EXERCISE DIRECTIONS
Every line of the entries below that includes "door" belongs in the answer, copied as written.

WORKING DATA
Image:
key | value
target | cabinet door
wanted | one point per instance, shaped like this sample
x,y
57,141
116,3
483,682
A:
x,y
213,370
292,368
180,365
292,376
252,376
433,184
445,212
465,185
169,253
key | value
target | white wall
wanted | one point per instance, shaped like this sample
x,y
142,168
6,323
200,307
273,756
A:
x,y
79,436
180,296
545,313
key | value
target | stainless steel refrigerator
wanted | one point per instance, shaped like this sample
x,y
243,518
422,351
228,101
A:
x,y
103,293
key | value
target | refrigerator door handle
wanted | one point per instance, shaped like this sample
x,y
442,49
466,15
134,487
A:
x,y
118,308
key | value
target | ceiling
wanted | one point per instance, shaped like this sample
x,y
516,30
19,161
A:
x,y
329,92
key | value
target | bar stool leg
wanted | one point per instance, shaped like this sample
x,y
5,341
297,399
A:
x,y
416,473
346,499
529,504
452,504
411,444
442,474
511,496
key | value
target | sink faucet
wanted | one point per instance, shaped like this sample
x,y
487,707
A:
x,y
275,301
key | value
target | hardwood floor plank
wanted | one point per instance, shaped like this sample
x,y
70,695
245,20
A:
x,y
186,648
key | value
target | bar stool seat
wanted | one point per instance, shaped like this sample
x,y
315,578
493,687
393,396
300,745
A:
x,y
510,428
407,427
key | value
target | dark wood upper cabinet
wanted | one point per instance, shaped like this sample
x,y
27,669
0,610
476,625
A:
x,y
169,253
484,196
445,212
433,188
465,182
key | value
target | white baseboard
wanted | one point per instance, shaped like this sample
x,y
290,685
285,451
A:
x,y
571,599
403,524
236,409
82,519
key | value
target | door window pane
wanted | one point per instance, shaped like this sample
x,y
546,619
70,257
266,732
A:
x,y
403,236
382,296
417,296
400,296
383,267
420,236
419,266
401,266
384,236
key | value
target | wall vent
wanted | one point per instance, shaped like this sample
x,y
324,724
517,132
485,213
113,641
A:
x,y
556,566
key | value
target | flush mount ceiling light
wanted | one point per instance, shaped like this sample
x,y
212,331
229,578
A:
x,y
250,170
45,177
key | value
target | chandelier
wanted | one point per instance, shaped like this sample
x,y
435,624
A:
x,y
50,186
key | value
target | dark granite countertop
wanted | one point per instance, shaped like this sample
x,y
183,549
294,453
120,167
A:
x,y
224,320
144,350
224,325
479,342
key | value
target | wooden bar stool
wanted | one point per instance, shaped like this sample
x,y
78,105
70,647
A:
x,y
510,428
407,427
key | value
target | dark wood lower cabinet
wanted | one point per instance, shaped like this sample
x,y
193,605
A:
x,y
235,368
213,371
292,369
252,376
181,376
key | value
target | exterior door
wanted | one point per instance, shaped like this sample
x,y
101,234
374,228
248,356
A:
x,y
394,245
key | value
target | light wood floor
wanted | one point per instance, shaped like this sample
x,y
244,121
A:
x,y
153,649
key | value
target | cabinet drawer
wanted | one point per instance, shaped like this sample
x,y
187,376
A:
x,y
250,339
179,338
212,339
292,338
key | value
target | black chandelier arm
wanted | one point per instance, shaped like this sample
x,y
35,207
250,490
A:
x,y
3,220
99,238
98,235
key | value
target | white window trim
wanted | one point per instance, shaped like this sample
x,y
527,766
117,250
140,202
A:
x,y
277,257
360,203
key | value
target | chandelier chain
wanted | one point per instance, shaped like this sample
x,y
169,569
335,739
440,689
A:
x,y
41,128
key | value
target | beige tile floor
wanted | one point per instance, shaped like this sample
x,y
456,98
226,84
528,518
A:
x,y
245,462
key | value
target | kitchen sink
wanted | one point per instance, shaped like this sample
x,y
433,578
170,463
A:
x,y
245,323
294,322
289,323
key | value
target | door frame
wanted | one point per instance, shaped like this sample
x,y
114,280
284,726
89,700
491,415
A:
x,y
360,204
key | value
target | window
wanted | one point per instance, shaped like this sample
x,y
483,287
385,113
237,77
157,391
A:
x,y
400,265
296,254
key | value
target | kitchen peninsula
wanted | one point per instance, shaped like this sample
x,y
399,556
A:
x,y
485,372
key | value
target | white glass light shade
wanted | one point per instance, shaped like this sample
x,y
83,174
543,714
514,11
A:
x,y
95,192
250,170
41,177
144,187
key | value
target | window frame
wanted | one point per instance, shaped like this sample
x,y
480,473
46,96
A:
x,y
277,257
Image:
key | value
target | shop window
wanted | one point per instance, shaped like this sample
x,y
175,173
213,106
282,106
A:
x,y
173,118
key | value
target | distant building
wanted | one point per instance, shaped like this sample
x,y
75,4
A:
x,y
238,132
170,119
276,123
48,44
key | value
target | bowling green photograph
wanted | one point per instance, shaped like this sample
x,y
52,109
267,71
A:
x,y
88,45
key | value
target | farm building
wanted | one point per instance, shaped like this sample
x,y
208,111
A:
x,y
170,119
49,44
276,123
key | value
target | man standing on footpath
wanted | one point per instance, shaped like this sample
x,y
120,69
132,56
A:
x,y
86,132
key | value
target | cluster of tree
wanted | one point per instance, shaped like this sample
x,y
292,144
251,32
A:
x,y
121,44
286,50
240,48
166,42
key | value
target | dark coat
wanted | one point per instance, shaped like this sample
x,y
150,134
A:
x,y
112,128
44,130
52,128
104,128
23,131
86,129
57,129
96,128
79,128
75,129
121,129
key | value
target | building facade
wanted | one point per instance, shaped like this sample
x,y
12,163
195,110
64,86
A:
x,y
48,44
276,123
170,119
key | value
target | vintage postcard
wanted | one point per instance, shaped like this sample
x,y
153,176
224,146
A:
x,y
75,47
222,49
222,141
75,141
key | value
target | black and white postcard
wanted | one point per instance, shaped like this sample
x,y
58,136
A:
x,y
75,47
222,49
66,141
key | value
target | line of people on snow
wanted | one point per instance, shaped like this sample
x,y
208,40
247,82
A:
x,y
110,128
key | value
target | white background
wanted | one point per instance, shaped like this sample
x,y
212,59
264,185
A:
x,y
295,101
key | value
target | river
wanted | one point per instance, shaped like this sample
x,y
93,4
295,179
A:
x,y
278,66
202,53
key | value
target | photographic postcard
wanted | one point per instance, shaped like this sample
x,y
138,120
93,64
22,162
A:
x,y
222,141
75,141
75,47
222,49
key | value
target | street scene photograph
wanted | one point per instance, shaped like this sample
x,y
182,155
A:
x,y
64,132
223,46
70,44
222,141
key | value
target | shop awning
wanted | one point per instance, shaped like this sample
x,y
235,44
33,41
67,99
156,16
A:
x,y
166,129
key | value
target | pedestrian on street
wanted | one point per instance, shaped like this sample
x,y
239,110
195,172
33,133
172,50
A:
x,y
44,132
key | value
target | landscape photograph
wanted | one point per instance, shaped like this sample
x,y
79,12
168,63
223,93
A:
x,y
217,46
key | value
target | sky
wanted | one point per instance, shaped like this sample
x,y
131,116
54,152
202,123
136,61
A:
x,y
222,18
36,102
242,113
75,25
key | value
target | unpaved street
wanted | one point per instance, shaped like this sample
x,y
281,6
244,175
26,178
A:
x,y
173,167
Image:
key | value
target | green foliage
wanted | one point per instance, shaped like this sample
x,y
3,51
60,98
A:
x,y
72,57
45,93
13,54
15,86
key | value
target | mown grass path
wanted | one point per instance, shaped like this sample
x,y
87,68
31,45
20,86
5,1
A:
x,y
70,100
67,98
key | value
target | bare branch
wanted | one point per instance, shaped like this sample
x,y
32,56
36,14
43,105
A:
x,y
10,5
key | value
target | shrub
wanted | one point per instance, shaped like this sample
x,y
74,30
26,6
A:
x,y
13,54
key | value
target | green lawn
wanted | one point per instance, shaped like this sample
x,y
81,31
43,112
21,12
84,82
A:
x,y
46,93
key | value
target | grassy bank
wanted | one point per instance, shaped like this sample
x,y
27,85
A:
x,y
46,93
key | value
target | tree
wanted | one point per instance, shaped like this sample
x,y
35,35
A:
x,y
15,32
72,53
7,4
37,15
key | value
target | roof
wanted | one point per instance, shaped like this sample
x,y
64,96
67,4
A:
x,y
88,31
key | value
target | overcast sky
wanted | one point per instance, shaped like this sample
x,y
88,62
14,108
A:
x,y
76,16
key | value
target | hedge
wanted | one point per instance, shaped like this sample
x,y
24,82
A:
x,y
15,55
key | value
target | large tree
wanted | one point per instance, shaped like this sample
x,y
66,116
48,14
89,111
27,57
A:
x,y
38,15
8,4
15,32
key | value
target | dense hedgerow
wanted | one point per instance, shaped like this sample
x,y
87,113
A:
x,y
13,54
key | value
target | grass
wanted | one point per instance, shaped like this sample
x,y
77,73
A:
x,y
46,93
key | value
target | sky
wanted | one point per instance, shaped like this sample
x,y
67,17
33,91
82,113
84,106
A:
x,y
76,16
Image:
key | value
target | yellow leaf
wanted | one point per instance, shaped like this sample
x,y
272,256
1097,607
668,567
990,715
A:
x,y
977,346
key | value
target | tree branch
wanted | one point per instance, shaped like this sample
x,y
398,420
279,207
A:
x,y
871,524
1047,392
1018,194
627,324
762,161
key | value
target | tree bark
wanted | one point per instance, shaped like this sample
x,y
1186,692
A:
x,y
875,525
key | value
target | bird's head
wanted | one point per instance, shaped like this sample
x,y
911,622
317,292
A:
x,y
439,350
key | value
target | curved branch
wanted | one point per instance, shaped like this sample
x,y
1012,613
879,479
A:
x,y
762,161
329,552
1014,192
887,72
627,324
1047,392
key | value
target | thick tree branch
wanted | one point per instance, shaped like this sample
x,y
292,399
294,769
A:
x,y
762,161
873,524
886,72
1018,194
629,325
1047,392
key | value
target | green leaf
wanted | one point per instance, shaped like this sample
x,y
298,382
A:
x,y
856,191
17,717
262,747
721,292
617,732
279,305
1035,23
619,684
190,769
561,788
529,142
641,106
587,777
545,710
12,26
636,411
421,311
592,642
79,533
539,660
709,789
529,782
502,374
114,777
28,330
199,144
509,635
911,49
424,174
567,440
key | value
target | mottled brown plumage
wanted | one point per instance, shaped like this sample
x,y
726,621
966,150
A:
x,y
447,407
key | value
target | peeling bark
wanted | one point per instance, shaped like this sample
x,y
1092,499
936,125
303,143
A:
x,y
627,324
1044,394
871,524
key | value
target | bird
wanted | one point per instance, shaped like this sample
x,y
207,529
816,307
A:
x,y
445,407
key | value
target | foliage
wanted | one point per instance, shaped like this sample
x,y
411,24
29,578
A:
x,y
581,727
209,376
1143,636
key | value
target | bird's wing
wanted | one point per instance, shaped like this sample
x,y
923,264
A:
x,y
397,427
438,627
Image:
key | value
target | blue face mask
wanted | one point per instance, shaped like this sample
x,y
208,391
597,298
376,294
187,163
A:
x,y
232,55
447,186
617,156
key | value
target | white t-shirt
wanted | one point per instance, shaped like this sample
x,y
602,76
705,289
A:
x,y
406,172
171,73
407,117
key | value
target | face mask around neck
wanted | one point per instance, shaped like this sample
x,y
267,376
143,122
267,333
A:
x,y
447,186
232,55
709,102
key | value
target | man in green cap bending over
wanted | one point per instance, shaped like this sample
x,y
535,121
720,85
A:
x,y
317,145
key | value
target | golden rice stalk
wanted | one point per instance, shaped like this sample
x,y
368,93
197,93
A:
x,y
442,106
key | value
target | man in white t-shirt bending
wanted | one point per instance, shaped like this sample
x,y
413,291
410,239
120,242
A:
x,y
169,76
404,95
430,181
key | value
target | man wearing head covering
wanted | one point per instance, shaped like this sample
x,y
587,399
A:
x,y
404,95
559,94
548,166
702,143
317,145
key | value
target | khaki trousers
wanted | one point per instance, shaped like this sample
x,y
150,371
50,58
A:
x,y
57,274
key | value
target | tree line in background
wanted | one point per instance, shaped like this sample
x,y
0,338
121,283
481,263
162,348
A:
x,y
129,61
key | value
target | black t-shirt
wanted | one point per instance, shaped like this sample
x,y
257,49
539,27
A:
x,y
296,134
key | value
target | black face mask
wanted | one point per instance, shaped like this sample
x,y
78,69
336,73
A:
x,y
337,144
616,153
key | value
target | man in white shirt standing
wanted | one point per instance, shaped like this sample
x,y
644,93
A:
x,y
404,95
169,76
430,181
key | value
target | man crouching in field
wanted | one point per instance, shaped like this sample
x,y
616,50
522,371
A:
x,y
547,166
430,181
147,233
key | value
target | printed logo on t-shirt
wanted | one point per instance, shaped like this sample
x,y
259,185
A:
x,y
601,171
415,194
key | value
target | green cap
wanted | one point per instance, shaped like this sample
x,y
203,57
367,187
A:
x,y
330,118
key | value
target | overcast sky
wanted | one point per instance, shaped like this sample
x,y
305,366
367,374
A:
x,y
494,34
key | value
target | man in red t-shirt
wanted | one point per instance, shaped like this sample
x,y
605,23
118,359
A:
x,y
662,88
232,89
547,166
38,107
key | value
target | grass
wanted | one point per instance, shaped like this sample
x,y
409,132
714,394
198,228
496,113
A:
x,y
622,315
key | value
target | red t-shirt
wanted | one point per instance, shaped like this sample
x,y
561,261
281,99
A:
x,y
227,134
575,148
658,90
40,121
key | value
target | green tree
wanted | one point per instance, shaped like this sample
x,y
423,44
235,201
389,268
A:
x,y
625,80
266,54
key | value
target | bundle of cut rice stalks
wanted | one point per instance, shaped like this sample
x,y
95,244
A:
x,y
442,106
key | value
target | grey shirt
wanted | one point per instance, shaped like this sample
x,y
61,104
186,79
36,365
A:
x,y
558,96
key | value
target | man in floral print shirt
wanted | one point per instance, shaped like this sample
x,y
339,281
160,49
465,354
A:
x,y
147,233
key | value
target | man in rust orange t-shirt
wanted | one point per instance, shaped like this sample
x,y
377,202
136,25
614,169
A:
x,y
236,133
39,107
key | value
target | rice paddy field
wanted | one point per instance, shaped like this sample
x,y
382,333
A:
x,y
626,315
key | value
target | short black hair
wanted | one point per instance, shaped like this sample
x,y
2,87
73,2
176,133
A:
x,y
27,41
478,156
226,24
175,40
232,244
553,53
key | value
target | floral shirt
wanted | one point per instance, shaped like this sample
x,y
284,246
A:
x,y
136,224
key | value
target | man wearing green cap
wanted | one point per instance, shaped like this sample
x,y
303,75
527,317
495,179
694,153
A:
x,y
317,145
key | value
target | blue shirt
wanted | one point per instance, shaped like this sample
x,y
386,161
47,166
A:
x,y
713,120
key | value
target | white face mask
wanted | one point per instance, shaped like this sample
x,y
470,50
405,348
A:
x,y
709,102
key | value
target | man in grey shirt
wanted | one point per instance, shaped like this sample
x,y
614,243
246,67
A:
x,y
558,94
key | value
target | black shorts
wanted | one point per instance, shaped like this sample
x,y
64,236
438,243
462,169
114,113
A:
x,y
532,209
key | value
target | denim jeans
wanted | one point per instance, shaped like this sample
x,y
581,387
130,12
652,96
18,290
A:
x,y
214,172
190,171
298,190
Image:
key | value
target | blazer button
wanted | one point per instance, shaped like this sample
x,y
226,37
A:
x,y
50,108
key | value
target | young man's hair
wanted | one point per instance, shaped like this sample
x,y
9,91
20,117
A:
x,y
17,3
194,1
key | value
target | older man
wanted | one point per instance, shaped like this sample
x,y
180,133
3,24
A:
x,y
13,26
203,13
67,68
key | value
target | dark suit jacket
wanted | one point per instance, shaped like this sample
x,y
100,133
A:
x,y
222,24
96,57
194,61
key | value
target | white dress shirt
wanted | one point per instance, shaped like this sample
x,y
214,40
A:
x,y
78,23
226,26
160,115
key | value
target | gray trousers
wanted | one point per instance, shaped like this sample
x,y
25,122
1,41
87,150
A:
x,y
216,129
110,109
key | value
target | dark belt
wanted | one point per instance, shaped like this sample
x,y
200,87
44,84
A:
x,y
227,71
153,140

FINISHED EXERCISE
target | cabinet door
target | refrigerator door handle
target | door window pane
target | exterior door
target | door frame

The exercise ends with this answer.